* [Exercise] In the tiramisù cake passage, translate this sentence into Spanish: "Dust the top with cocoa powder before taking the cake out of the pan."

begin Passage to read

If you need to serve it directly, I’d recommend placing the cake in the freezer for 15 minutes, as this will make it easier to peel off the cake collar. Dust the top with cocoa powder before taking the cake out of the pan. This will make sure that the sides will stay clean, for the best naked cake effect. When the top of the cake is nicely covered with cocoa powder, proceed to remove the sides of the springform pan and peel off the cake collar. Now the cake is ready for serving.

Tiramisu cake being dusted with cocoa powder.
Dust the tiramisù cake with cocoa powder inside the cake pan to ensure that the sides stay clean.

Small batch tiramisù

Why make a small tiramisù cake? Tiramisù cream is made with raw eggs. Due to the nature of its ingredients, it’s something you want to eat fresh. That means within 2-3 days max. The problem with original tiramisù recipes is that they usually cater for much more people and advise on the use of a large lasagna casserole. That is very practical when you have a lot of people to serve it to, but what if it’s only you and your partner, for example? If you fancy tiramisù for date night?

end Passage to read
begin Provided data

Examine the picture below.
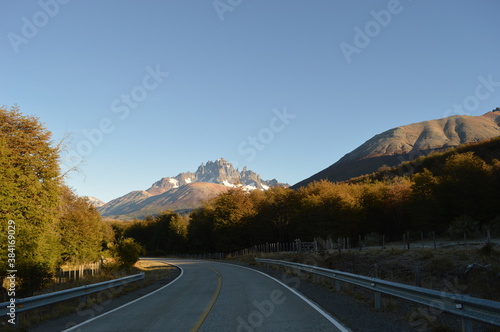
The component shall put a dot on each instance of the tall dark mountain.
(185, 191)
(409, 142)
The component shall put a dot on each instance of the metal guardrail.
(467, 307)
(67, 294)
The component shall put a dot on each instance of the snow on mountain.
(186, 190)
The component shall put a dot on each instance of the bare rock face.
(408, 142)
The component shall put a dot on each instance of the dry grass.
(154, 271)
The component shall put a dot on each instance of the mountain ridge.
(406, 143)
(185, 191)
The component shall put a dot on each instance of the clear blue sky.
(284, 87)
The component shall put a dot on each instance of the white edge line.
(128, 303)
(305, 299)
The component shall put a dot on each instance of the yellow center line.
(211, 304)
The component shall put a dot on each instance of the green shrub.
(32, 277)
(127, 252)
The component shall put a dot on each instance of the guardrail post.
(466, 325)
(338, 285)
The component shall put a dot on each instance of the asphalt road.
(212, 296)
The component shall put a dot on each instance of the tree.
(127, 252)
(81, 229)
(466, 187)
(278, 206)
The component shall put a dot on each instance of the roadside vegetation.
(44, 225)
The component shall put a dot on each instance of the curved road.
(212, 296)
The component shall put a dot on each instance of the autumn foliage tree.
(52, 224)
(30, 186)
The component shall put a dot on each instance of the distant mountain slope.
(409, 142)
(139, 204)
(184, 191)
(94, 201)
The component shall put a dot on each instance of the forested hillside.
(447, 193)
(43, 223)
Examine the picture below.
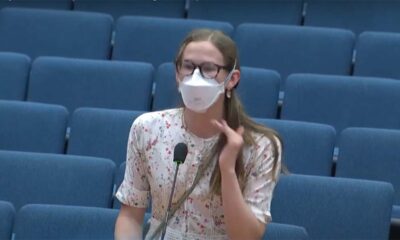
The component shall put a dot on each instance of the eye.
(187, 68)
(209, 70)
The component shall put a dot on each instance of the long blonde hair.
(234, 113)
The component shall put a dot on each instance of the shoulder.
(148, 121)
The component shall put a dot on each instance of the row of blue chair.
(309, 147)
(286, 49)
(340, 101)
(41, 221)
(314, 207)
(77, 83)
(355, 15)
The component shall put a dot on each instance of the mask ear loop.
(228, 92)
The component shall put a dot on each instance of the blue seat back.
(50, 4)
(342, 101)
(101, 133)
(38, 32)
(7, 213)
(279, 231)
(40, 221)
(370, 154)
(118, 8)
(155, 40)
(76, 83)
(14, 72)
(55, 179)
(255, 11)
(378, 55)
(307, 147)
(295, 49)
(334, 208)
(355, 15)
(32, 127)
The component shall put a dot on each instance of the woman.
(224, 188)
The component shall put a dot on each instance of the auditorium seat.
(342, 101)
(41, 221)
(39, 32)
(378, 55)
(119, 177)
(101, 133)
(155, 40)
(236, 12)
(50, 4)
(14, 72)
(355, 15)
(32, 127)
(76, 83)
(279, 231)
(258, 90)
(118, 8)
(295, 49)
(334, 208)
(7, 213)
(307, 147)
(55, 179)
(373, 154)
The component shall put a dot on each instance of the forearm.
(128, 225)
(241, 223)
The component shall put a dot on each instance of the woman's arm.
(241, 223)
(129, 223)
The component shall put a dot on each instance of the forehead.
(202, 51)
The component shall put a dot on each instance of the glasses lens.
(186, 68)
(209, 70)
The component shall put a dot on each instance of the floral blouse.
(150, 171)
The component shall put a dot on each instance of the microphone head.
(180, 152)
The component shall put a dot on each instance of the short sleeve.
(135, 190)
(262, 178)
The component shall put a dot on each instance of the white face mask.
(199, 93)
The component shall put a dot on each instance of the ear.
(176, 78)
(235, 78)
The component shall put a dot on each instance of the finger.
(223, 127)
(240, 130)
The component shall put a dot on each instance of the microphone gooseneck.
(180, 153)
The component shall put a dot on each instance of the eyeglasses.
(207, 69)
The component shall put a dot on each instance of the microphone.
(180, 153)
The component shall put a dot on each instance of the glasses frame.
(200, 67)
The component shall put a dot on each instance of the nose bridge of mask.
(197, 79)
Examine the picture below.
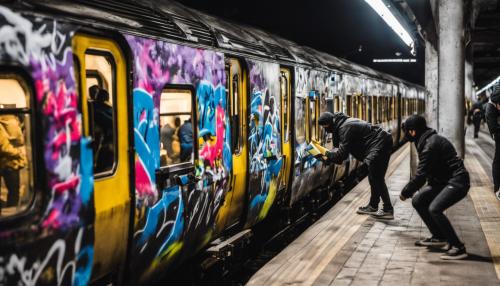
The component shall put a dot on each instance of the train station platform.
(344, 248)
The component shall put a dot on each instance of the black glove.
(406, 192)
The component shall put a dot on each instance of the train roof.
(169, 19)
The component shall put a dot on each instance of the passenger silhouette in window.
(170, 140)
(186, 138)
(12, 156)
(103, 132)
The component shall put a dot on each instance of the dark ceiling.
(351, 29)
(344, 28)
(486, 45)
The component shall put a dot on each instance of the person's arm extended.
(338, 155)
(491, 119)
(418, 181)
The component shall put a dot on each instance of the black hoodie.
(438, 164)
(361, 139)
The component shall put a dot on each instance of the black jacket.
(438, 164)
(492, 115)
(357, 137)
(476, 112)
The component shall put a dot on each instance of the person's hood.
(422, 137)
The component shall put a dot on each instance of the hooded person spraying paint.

end Provided data

* [Task solution] Espolvorea la parte superior con cacao en polvo antes de sacar el pastel del molde.